*** Source material

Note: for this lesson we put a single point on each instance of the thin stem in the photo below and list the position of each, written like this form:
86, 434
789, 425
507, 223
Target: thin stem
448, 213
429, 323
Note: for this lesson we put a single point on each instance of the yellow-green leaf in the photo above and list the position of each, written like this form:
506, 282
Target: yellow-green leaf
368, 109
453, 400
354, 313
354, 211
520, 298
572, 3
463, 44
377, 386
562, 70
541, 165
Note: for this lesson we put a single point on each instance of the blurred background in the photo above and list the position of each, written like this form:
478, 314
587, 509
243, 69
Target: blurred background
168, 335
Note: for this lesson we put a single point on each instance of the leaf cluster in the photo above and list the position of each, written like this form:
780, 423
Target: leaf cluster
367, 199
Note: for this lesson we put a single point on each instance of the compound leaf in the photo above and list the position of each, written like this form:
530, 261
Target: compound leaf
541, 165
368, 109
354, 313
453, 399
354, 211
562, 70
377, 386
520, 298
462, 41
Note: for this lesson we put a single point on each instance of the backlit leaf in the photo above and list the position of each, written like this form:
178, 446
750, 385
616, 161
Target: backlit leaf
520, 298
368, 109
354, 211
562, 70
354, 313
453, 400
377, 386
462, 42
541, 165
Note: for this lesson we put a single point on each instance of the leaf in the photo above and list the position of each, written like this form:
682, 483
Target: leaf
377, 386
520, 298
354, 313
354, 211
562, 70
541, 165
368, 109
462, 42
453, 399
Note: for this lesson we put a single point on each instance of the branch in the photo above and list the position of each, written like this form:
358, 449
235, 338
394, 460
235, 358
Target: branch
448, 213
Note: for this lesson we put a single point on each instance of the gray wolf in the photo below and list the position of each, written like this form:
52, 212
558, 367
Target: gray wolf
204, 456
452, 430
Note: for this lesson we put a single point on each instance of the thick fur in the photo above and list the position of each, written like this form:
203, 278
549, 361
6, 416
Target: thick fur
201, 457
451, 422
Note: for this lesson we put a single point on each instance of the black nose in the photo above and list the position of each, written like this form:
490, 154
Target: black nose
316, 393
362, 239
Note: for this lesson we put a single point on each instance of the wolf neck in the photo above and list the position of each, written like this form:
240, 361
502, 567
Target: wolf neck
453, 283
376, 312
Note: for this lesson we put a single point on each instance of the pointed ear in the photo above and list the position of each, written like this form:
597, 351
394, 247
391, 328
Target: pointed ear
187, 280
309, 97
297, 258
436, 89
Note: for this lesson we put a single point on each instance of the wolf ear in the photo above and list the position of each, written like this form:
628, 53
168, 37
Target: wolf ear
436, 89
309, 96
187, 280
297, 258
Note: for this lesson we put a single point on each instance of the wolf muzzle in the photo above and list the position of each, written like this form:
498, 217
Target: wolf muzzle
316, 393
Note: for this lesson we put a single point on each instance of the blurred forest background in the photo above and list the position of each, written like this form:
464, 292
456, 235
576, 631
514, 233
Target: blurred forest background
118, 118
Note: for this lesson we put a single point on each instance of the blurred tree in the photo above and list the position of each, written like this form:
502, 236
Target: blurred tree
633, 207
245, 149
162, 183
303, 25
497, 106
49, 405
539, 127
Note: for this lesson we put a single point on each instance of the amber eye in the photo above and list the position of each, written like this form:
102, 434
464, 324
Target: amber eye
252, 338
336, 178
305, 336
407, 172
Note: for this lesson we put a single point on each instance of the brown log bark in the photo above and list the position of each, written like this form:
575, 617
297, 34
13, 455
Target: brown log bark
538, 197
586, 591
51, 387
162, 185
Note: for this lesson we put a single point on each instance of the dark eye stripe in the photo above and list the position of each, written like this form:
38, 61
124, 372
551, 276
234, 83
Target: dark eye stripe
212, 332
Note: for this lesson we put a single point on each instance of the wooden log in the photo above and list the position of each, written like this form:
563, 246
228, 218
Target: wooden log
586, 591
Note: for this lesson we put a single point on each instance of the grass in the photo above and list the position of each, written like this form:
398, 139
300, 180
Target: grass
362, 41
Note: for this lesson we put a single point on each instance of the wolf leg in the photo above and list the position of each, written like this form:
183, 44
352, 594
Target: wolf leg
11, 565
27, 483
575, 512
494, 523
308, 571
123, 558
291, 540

******

## What to do
Transcribe the whole listing with nothing added or left out.

## Worked solution
Note: for this lesson we put a single point on each instance of the thin stem in the photo below and list the position of each, written like this form:
86, 434
789, 425
507, 223
Target: thin stem
448, 213
429, 323
Note: for this lesson we put a single point on each instance of the yellow-green leaf in the photo above and list the position of each, written like this form:
506, 282
Target: yellow-green leaf
368, 109
453, 400
354, 313
354, 211
520, 298
572, 3
463, 44
377, 386
562, 70
541, 165
Note: for this lesson we put a single point on each instance of the blurred background in the photo above and list the position of each, written like this form:
478, 314
587, 509
243, 69
Target: blurred background
168, 335
Note: for this lesson we put a single point on each instance of the leaf cluster in the photo above and list the position of each, written like this form:
780, 423
Target: leaf cluster
367, 199
Note: for this lesson we put a single point on each instance of the compound leaf in the photo above and list the position of each, written like this form:
530, 261
Target: compound leaf
541, 165
368, 109
354, 313
453, 399
354, 211
562, 70
377, 386
520, 298
462, 41
Note: for this lesson we put a single point on each instance of the backlit leaf in the photo above and list the position of each, written like this form:
178, 446
750, 385
616, 161
Target: backlit leaf
520, 298
368, 109
354, 211
562, 70
354, 313
453, 400
377, 386
462, 42
541, 165
Note: for this lesson we put a single point on each instance of the leaf in the photo above and list the position of each, written like this form:
682, 483
Target: leaf
377, 386
520, 298
354, 313
354, 211
562, 70
541, 165
368, 109
462, 42
453, 399
Note: for this lesson we put a single point on each instance of the branch in the photo above and list the position of each, written like this form:
358, 449
235, 338
394, 460
235, 358
Target: branch
448, 213
Note: for this lesson we put a single point on each instance of the gray wolf in the photo below and list the position of each, written like this form:
52, 212
558, 367
Target: gray wolf
204, 456
452, 430
Note: for this lesson we put a single point on each instance of the thick fur in the photo above and list the position of each, written like this form:
203, 278
549, 361
6, 416
Target: thick fur
201, 457
451, 422
Note: for this lesson we put a single point on each instance of the black nose in the photo above and list the position of each, written like this form:
490, 154
Target: black nose
316, 393
362, 239
Note: for this lesson we put a single point on each instance of the wolf neck in the photo above and list the position of each, written like this form:
240, 361
502, 567
Target: wolf neck
453, 283
376, 312
Note: for this lesson we put a single point on each instance of the pointed ear in the photo above and list the position of each, written like this form:
597, 351
394, 247
391, 328
Target: pointed ear
187, 280
309, 97
297, 258
436, 89
Note: for this lesson we put a single point on each instance of the wolf ear in the photo above and list the position of each, written like this form:
628, 53
168, 37
Target: wolf ear
436, 89
309, 96
187, 280
297, 258
Note: for this lesson we put a single point on each instance of the wolf muzzle in the photo above and list the position of each, written like this form:
498, 217
Target: wolf muzzle
316, 393
Note: for this lesson we put a single point on each instance of the blurred forest background in the photo above and list the position of each, written like this form:
464, 292
456, 235
576, 631
514, 233
Target: blurred forest background
118, 118
Note: for this lesson we put a single point on each instance of the blurred tree in the photo above and list the position of each, written like this form:
502, 236
Target: blurred tree
633, 207
245, 149
162, 183
303, 25
497, 106
49, 405
539, 127
Note: for this lesson we put a single point on each instance of the amber eye in the photo above and list the position of each, written like this form:
102, 434
464, 324
Target: amber eye
252, 338
336, 178
305, 336
407, 172
Note: for this lesson we put a single point on each instance of the brown log bark in the photo above and list the position of each, written like this form:
575, 617
297, 34
13, 455
Target: brown log bark
538, 197
586, 591
51, 387
162, 185
Note: for this lesson we put a single point on each instance of the dark eye stripe in the photo above and list the position of each, written like this form:
38, 61
124, 372
551, 276
234, 83
Target: dark eye stripe
212, 332
Note: for this lesson we put a single point on each instance of the wooden log in the photo above and list the position of each, written like this form:
563, 246
228, 218
Target: wooden log
586, 591
Note: for this lesson we put a single point on each instance of the grass in the photo above and list the position of each, written like this form:
398, 139
300, 180
Target: grass
362, 41
Note: for this lesson we put a single point on each instance of the wolf leg in the photo above and list the position of each, written like this form:
183, 44
352, 594
Target: wolf leg
11, 565
27, 483
575, 512
494, 523
308, 571
123, 558
291, 540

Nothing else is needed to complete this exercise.